**GIVEN INSTRUCTION**
Could you turn all the records below into a numbered list, skipping blank lines and leaving the pictures out of your answer?

[Object detection data]
········

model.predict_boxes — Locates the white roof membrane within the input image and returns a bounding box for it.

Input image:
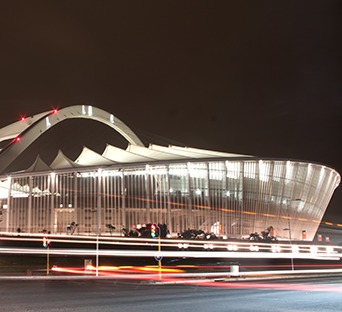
[50,150,82,169]
[75,146,115,166]
[102,144,155,163]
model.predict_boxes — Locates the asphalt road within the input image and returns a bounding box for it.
[0,277,342,312]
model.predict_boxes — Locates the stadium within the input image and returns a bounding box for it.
[0,105,341,241]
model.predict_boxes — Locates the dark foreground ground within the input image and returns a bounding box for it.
[0,277,342,312]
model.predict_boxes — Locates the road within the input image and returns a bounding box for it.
[0,277,342,312]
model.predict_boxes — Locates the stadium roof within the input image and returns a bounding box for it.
[0,105,251,174]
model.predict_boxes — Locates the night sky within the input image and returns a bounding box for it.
[0,0,342,223]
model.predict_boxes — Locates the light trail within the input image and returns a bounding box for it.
[0,247,340,260]
[52,267,342,292]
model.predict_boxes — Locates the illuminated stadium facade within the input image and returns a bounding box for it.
[0,105,340,240]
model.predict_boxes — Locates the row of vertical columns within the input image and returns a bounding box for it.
[166,166,173,233]
[27,176,32,233]
[187,163,193,228]
[50,172,57,233]
[145,165,151,223]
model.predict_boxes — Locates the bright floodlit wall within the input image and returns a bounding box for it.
[0,160,340,240]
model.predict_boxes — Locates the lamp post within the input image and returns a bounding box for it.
[284,198,300,271]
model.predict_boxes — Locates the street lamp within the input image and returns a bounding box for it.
[284,198,301,271]
[91,209,100,276]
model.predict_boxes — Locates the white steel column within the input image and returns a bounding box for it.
[73,172,78,231]
[6,177,12,232]
[50,172,57,234]
[27,176,32,233]
[97,169,102,235]
[186,163,193,229]
[145,165,151,223]
[166,166,173,234]
[121,169,127,228]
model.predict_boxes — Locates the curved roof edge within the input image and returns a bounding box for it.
[0,105,144,173]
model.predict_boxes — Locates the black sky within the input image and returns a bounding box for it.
[0,0,342,222]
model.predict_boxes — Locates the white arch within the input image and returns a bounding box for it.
[0,105,144,173]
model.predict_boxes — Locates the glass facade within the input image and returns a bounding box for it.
[0,158,340,240]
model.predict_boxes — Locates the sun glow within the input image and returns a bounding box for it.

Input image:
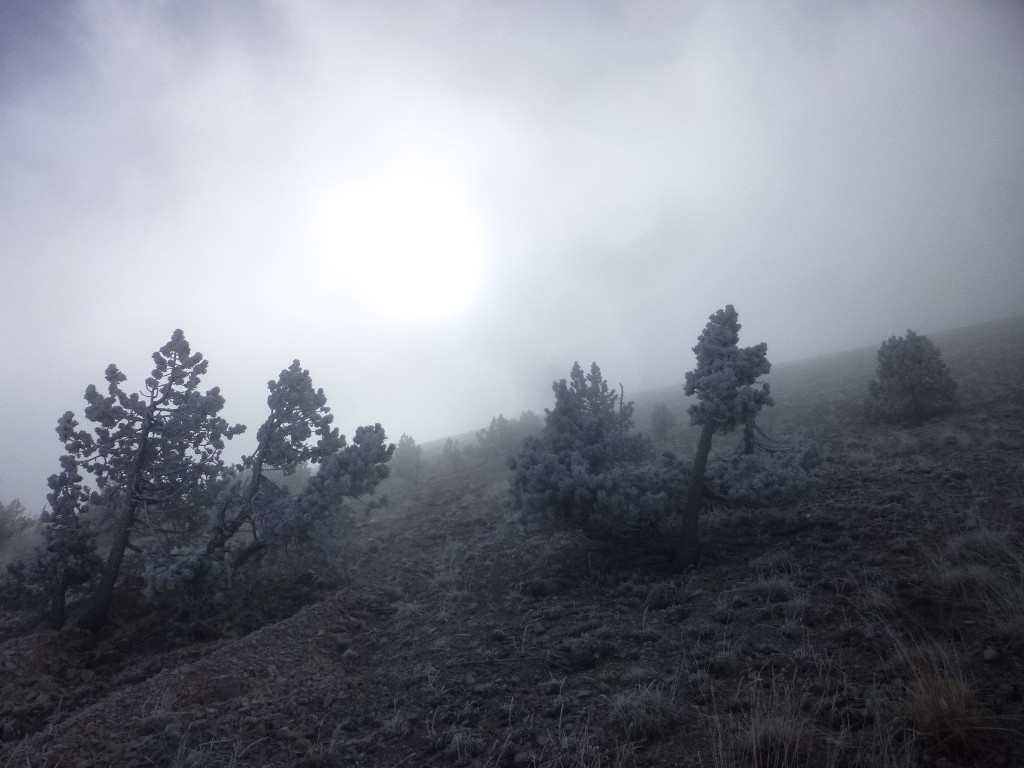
[314,169,481,323]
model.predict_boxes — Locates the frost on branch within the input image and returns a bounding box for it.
[510,364,685,538]
[676,304,774,567]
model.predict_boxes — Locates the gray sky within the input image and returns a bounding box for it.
[0,0,1024,510]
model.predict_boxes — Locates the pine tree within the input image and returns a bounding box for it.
[57,329,245,630]
[676,304,774,567]
[864,330,957,424]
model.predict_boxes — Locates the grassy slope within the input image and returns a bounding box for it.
[0,318,1024,767]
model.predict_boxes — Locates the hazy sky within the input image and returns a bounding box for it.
[0,0,1024,511]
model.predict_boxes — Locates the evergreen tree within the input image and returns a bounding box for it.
[55,330,245,630]
[650,402,676,441]
[510,362,659,536]
[676,304,774,566]
[864,330,957,424]
[392,433,423,482]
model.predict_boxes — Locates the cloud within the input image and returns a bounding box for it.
[0,0,1024,514]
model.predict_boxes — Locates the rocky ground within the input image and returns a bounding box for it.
[0,317,1024,768]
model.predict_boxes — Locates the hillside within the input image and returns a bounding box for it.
[0,318,1024,768]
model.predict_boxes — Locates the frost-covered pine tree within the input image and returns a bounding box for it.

········

**TASK RESULT**
1. model.predict_boxes — Locates the white roof membrane within the input image and returns a bounding box for it.
2. Input image:
3. [50,150,82,169]
4. [75,146,115,166]
5. [102,144,155,163]
6. model.predict_boxes — Locates the asphalt road within the input image and returns a bounding box for it.
7. [0,277,342,312]
8. model.predict_boxes — Locates the stadium within the input image and returns a bounding box for it.
9. [0,105,341,241]
10. model.predict_boxes — Locates the dark foreground ground within the input image and returns a bounding box for it.
11. [0,277,342,312]
12. model.predict_boxes — Locates the road within the input image and returns a bounding box for it.
13. [0,277,342,312]
14. model.predict_boxes — Locates the stadium roof within the input image and returns a bounding box for it.
15. [0,105,251,174]
16. model.predict_boxes — Locates the night sky within the input image and returns a bounding box for it.
17. [0,0,342,223]
18. model.predict_boxes — Locates the light trail within the input image and returns a bounding box for it.
19. [0,247,340,260]
20. [52,267,342,292]
21. model.predict_boxes — Locates the illuminated stadium facade within the input image and returns a bounding box for it.
22. [0,105,340,240]
23. model.predict_boxes — Locates the row of vertical columns within the input image and returns a bounding box for it.
24. [166,166,173,233]
25. [27,176,32,233]
26. [187,163,193,228]
27. [50,172,57,233]
28. [145,165,151,223]
29. model.predict_boxes — Locates the bright floodlit wall within the input image and returns a bounding box for it.
30. [0,160,340,240]
31. model.predict_boxes — Locates the lamp post within the input image and returns a bounding box for it.
32. [284,198,300,271]
33. model.predict_boxes — Locates the street lamp within the input image and returns a bounding box for it.
34. [284,198,301,271]
35. [91,209,100,276]
36. model.predict_boxes — Locates the white steel column within the input image and returns a bounding box for it.
37. [73,172,78,231]
38. [6,177,12,232]
39. [50,172,57,234]
40. [27,176,32,233]
41. [97,169,102,235]
42. [186,163,193,229]
43. [145,165,151,223]
44. [166,166,173,234]
45. [121,169,127,228]
46. model.predict_boxes — Locates the curved roof edge within the input image and returns a bounding box for it.
47. [0,105,144,173]
48. model.predict_boxes — Locates the black sky within the input image and returns a bounding box for it.
49. [0,0,342,222]
50. model.predict_boxes — Locates the white arch within the input image and returns a bounding box for it.
51. [0,105,144,173]
52. model.predict_boxes — Locates the glass facade within the input image and returns a bounding box for it.
53. [0,158,340,240]
54. model.predict_boxes — Locates the sun glow within the input image and returns a bounding box for it.
55. Input image:
56. [314,169,481,323]
57. model.predict_boxes — Locates the frost on branch within the input image and returns a bounding box for it.
58. [510,364,685,538]
59. [676,304,774,567]
60. model.predict_boxes — Locates the gray sky within the input image and returns a bounding box for it.
61. [0,0,1024,510]
62. model.predict_boxes — Locates the pine tree within the input image and returns a bounding box for it.
63. [57,329,245,630]
64. [676,304,774,567]
65. [864,330,957,424]
66. model.predict_boxes — Locates the grassy slope within the input image and returns a bounding box for it.
67. [0,318,1024,767]
68. model.predict_boxes — Locates the hazy sky within the input image and returns a bounding box for it.
69. [0,0,1024,511]
70. model.predict_boxes — Locates the evergreen tree within the input image and returns a bounding box for it.
71. [55,330,245,630]
72. [650,402,676,441]
73. [510,362,659,536]
74. [676,304,774,566]
75. [864,330,957,424]
76. [392,433,423,482]
77. model.predict_boxes — Locates the cloud within the input image and returns a bounding box for it.
78. [0,0,1024,514]
79. model.predict_boxes — Locates the rocky ground within the input image and returns a bounding box for it.
80. [0,317,1024,768]
81. model.predict_boxes — Locates the hillside within the input image and returns a bounding box for it.
82. [0,318,1024,768]
83. model.predict_boxes — Locates the frost-covered pine tree within the input image and returns a bounding box for it.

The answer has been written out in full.